(Referring expression pointing data)
· · ·

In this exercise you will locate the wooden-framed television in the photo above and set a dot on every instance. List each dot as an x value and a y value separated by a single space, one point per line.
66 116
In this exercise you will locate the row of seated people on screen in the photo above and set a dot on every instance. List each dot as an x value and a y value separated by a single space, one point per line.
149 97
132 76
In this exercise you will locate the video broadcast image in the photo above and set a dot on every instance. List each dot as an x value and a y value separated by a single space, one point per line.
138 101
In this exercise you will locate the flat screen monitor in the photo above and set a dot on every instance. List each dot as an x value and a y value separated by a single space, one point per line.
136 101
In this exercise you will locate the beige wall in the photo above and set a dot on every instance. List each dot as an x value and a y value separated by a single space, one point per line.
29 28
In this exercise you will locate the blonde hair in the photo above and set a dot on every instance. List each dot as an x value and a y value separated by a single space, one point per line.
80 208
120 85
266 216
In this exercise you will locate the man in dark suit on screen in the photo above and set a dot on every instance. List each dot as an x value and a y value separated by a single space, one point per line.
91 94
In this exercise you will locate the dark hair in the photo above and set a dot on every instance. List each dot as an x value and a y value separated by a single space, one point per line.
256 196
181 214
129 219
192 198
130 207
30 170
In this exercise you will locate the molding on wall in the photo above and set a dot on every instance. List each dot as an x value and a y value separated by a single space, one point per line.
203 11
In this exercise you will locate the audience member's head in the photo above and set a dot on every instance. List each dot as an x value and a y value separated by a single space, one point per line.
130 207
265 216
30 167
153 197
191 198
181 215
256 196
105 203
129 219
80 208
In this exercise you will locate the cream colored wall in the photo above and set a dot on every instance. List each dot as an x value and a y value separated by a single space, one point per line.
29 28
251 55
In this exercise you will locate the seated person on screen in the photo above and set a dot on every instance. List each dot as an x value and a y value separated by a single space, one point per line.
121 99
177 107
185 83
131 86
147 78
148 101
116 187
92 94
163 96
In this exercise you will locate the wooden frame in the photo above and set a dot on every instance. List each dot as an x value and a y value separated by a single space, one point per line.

· · ·

Task – Word for word, restate all of the entries.

Result below –
In this exercise you will locate the wooden-framed television in the photo above and set a dot on every instance. List each dot as an x value and a y value separated by a single space, one point per line.
66 116
In this exercise you will locate the row of seated people on screen in the photo above and set a dot on every instance. List each dot as an x value and a y value separated by a single space, one point per line.
149 97
132 76
In this exercise you will locate the video broadcast image in the photo above and set a dot on every instance. List each dot as an x value and a y value separated by a single space, one point per line.
138 101
In this exercise you will locate the flat screen monitor in the photo above and set a dot on every instance. List each dot as an x value and a y value separated by a single space, one point per line.
136 101
In this exercise you will locate the beige wall in the photo above and set a dot on every instance. List each dot as an x value and a y value separated by a single space, one point per line.
29 28
In this exercise you will locate the blonde hair in the photo above and set a dot on every instance. List each dot as an x value and a y value separated by a single space, one point per line.
80 208
120 85
266 216
In this exercise you will locate the man in dark suit on screen in the photo above and set a dot on every instance. List each dot as an x value and a y value separated by a single space, one point per line.
91 94
In this exercise you will locate the dark hair in the photo above and set a dot on every instance. List each dot as an x value and a y value separated by a single space, one point per line.
256 196
181 214
129 219
192 198
130 207
30 170
In this exercise you will locate the molding on wall in the photo above and set a dot on every instance. List each dot as an x value and a y value separated by a single space, one point per line.
203 11
In this exercise you will locate the audience member's head in the photo above and set a dot on every instance. List each dot as an x value and a y value separated by a single space, one point per line.
130 207
265 216
30 167
153 197
191 198
181 215
256 196
105 203
129 219
80 208
In this exercise you will locate the cream colored wall in the photo above and set a dot on every instance. List each dot as an x value and a y value separated by a single space, one point per line.
29 28
251 55
In this exercise you will locate the seated person on screen in the photo above and set a dot on every instance. List each dot as an x value and a y value separated by a single space, one point per line.
121 99
177 107
185 83
131 86
147 78
148 101
116 187
92 94
163 96
In this exercise you will locate the wooden frame in the photo above and set a dot on every instance. List each dot as an x value and a y value separated by a single space, one point per line.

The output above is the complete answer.